### QUOTED PASSAGE
Social Security Number Once Compromised

When your identity is stolen, an immediate response is to get new credit cards, close bank accounts and completely separate yourself from your current identifying information. In some cases, those steps are warranted. For example, if the cybercriminal has already tried to take money out of your checking account, you should change your checking account number. If the cybercriminal has applied for a duplicate driver’s license under your name, you should ask your state Department of Motor Vehicles for a new number.

Changing numbers in the above situations is relatively routine. However, since many identity theft cases involve the Social Security number, some victims express a desire to apply for a new number. While it might seem to be a logical step, getting a new Social Security number is fraught with consequences, not always apparent at the beginning.

The Facts:
  • Your original SSN will remain assigned to you and linked through Social Security Administration (SSA) computer systems to the new number. SSA does not void, delete or cancel SSNs.

Items in a dataset
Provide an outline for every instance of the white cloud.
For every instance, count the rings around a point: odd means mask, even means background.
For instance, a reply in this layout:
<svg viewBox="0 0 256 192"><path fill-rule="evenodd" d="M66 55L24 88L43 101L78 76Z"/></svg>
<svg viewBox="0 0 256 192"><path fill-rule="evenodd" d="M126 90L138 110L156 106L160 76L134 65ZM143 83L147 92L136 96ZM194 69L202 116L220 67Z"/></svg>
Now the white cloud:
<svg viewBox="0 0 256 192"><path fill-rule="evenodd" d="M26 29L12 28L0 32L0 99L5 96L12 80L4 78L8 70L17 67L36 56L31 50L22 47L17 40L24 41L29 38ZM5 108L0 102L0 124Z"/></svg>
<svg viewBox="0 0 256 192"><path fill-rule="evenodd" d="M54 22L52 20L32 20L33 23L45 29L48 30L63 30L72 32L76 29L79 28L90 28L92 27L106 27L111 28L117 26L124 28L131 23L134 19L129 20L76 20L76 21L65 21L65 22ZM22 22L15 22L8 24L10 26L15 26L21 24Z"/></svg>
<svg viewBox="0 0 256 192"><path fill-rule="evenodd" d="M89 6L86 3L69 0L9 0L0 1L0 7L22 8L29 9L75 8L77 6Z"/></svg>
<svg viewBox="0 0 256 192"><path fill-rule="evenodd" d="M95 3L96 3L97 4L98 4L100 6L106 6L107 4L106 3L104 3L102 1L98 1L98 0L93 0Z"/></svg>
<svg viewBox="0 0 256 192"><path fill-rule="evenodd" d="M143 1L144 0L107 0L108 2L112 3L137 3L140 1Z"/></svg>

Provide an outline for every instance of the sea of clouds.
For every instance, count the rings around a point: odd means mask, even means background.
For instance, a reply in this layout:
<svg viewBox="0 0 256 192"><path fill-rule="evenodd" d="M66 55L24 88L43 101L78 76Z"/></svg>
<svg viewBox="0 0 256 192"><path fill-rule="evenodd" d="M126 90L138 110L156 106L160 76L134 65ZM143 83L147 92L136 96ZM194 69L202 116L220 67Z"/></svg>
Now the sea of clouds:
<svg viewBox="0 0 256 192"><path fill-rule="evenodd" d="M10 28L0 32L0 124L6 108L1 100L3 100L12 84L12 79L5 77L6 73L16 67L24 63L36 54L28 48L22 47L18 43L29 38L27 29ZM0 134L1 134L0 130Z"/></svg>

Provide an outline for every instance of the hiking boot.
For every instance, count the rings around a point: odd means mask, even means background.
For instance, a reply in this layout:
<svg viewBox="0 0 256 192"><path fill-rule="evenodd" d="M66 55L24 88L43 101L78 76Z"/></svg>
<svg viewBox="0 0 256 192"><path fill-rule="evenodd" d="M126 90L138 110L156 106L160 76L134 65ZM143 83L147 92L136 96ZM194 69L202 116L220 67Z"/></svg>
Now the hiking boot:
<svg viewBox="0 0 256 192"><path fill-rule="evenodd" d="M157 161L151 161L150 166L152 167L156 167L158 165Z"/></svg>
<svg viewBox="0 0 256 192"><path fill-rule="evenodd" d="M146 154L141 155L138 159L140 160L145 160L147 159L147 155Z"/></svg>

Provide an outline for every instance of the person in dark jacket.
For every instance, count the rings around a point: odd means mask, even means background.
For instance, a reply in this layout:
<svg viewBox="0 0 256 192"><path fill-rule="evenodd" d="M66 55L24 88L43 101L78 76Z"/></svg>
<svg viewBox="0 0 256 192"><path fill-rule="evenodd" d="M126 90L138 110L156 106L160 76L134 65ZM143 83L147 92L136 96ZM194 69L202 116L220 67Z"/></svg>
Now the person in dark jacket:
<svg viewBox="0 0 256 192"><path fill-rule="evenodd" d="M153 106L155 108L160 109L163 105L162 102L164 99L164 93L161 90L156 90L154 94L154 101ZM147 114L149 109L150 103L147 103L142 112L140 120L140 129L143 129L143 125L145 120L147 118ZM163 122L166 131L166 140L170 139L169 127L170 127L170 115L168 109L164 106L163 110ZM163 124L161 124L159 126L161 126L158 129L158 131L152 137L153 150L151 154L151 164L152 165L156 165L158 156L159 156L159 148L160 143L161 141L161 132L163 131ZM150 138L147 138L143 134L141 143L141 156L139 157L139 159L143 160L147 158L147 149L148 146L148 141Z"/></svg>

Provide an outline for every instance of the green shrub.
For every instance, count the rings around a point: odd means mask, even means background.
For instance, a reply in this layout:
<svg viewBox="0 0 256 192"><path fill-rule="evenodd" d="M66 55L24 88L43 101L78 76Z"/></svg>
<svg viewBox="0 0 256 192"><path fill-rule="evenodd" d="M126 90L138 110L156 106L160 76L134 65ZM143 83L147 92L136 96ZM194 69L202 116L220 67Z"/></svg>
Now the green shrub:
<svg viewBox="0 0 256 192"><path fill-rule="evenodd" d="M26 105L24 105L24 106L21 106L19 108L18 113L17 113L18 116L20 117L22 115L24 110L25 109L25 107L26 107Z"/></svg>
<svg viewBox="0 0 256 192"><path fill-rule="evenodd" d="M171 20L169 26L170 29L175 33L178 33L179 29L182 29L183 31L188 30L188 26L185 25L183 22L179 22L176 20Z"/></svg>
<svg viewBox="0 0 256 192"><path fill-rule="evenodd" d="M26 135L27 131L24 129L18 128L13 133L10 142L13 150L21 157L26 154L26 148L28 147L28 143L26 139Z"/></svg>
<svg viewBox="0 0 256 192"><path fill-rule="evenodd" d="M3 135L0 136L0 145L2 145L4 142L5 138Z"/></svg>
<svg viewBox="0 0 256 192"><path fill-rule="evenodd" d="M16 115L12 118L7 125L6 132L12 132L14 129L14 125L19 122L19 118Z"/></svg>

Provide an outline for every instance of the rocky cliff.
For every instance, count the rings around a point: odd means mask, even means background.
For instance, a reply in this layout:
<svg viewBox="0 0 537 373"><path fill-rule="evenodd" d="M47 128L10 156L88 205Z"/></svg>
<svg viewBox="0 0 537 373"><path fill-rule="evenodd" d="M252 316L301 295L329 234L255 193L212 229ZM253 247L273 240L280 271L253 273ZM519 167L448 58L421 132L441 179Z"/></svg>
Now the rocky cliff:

### QUESTIONS TO ANSWER
1) Revise the text about a compromised Social Security number by giving everything from "When your identity" down to "Vehicles for a new number." again, with "cybercriminal" changed to "identity thief".
2) Answer these questions from the text about a compromised Social Security number:
(a) If a duplicate driver's license has been applied for under your name, whom should you ask for a new number?
(b) What happens to your original SSN if you get a new one?
(c) What three things does SSA not do to SSNs?
Answer using only the text about a compromised Social Security number.

### ANSWER LIST
1)
When your identity is stolen, an immediate response is to get new credit cards, close bank accounts and completely separate yourself from your current identifying information. In some cases, those steps are warranted. For example, if the identity thief has already tried to take money out of your checking account, you should change your checking account number. If the identity thief has applied for a duplicate driver’s license under your name, you should ask your state Department of Motor Vehicles for a new number.

2)
(a) Your state Department of Motor Vehicles.
(b) It remains assigned to you and is linked through Social Security Administration (SSA) computer systems to the new number.
(c) Void, delete or cancel them.